Copy out the lines of the material that include the string "below".

** Information **
====

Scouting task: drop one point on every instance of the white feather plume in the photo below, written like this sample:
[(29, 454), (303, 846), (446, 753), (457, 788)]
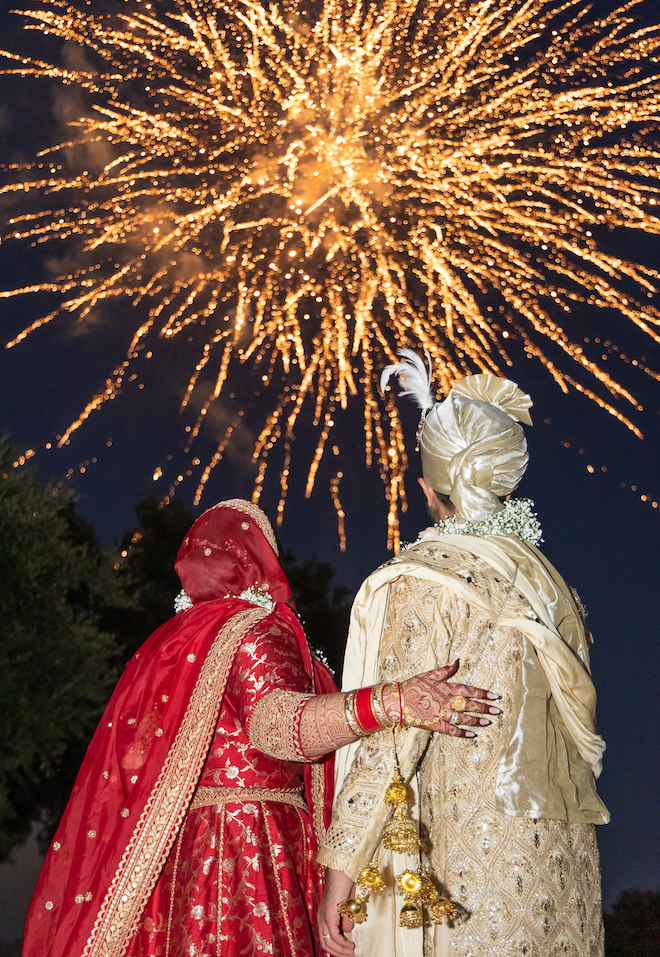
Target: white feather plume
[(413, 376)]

====

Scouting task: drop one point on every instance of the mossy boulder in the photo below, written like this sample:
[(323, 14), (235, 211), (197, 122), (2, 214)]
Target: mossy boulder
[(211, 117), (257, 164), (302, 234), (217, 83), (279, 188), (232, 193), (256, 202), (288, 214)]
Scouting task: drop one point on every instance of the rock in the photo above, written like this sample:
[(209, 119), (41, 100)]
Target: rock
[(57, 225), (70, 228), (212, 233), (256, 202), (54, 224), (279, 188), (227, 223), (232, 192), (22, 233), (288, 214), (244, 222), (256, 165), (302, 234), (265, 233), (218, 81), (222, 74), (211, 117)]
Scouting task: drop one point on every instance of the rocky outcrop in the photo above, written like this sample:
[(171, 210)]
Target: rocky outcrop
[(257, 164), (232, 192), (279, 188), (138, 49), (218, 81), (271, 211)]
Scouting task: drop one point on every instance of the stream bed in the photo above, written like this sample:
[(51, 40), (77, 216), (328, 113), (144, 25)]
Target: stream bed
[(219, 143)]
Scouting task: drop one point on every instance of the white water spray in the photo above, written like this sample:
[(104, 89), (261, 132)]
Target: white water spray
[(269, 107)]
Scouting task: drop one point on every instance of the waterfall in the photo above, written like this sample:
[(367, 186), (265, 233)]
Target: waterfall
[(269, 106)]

====

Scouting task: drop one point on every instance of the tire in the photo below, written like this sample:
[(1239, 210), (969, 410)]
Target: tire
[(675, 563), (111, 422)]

====

** Answer to the problem **
Scouting task: drop one point on every instance of the white feather plume in the photo below, written like this sample:
Scouting task: drop one point on every instance of the mossy boulder in the photo below, written like this sample:
Scouting task: drop one point on every instance of the tire in the photo below, written like this sample:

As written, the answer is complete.